Collection entries:
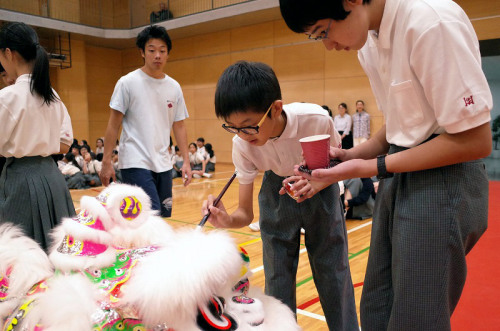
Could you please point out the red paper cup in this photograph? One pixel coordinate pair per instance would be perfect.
(316, 151)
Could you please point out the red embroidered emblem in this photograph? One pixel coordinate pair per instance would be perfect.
(469, 101)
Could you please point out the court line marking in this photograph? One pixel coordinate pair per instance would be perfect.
(206, 180)
(313, 315)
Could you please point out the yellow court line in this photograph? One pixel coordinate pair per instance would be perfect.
(253, 241)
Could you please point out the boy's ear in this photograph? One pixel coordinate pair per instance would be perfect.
(350, 3)
(277, 108)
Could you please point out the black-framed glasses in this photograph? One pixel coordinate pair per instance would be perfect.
(323, 35)
(250, 130)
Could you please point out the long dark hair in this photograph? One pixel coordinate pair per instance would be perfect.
(21, 38)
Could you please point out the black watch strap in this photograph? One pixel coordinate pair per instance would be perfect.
(382, 170)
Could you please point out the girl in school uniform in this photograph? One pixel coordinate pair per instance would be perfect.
(34, 124)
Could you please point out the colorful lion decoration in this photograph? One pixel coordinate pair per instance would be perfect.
(118, 266)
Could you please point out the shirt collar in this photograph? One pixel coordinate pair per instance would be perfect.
(290, 126)
(388, 20)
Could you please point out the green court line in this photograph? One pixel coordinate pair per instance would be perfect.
(350, 257)
(211, 227)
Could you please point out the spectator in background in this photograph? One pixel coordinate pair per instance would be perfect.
(200, 145)
(198, 162)
(360, 124)
(177, 162)
(343, 124)
(325, 107)
(162, 15)
(72, 173)
(7, 80)
(91, 170)
(114, 163)
(211, 160)
(75, 150)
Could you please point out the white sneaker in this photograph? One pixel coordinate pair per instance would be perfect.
(255, 227)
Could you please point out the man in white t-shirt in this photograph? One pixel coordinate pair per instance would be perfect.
(148, 104)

Exercise objective: Without including the pictures, return each record above exactly as it stands.

Exercise solution:
Could you please point out the red paper cup in this photograph? One pixel coordinate pair per instance would be perfect.
(316, 151)
Could you please point out the red embroidered emblem in this photograph? One pixel coordinate pair per instance would be perfect.
(469, 101)
Could you please point out the court line marking in this photograph? One pixel coordinate pair per instance would be perfect.
(206, 180)
(313, 315)
Could you please point out the yellow court line in this photograph? One pixel coordinate pair per instance would be perfect.
(253, 241)
Could you please point out the boy's ear in this photograph? One pixel coordinate pair per instance would be perfect.
(350, 3)
(277, 108)
Could you please point out the black-framed glasses in this photograph? One pixel coordinate pair per instance would be perfect.
(323, 35)
(250, 130)
Could you please point out the long dark hair in this photograph? One pixel coordinate pair per instance would be perfect.
(21, 38)
Could you please point out the black watch strap in this photograph? One pixel coordinate pair per instance would be perfect.
(382, 170)
Could you please point out the girl in school uniform in this photograph? One pixel coordinate pair per instance would be perfect.
(34, 124)
Could you please point out the colorful lion decoration in this photograph? One pixel coordinate pair per instance would be perfect.
(118, 266)
Could you please point out the shirt collar in this photograph? One pixel coordinate pair per instance would be perfect.
(290, 126)
(388, 20)
Could you please point out the green court line in this photograph? One pixel coordinate pair per instance would be perfect.
(350, 257)
(211, 227)
Could you please point out the spectator in background in this photograph? One pixel coordinate pair per instance would be perfect.
(200, 145)
(198, 162)
(360, 124)
(177, 162)
(343, 124)
(325, 107)
(162, 15)
(72, 173)
(7, 80)
(91, 170)
(114, 163)
(211, 160)
(75, 150)
Could you please point out the white sneaker in this photograph? One pixel coordinate pair per instance would be perfect.
(255, 227)
Could you please point out the man in white t-shirt in this photograph? One pixel coordinate pair per instance would be perfect.
(148, 104)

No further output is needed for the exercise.